-------- Extracted entries

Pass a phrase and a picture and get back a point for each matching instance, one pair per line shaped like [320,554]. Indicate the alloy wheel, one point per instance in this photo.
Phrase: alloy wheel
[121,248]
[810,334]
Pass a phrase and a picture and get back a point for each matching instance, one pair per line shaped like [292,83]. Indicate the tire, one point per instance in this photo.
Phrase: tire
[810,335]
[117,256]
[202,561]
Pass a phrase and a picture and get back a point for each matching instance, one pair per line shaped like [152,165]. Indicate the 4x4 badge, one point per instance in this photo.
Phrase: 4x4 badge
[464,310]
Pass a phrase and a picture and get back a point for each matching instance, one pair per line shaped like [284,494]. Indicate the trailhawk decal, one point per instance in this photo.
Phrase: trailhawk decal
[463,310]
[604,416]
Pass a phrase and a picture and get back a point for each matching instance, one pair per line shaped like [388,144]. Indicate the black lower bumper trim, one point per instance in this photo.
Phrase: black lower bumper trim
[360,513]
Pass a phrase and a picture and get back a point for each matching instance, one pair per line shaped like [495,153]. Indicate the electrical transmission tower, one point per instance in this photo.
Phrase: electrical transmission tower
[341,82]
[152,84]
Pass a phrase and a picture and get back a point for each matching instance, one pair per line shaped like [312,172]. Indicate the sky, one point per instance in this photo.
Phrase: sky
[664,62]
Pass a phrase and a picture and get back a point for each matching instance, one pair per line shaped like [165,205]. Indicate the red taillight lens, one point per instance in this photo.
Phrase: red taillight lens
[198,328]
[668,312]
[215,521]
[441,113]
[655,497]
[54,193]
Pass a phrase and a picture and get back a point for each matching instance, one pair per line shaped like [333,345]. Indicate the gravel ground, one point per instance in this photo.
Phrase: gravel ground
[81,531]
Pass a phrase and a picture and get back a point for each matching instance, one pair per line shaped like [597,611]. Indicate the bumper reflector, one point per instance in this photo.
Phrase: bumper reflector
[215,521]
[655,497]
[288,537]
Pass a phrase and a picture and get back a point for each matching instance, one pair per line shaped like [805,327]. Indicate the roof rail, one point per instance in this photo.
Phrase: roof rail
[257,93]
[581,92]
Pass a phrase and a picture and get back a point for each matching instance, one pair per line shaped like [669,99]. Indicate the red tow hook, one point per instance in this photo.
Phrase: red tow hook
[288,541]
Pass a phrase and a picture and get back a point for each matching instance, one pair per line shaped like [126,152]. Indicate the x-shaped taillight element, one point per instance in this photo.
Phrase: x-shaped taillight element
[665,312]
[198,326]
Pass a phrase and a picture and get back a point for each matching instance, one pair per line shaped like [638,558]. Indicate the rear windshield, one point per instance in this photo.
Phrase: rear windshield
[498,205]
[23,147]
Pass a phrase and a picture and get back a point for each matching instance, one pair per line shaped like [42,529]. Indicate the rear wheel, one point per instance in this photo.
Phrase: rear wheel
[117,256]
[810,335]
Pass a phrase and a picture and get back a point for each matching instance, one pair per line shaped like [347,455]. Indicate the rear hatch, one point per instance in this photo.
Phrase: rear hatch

----------------

= Exercise instructions =
Set the lines down exactly as they stand, beginning at the one that contains "hatch, one point per instance in this photo." and stopping after the last line of the entries above.

= Response to this exercise =
Pass a phrase and a picture and get back a point for each matching instance, one pair per line shaped like [347,455]. Indicate the rear hatch, one point per instance in this photo.
Phrase: rear hatch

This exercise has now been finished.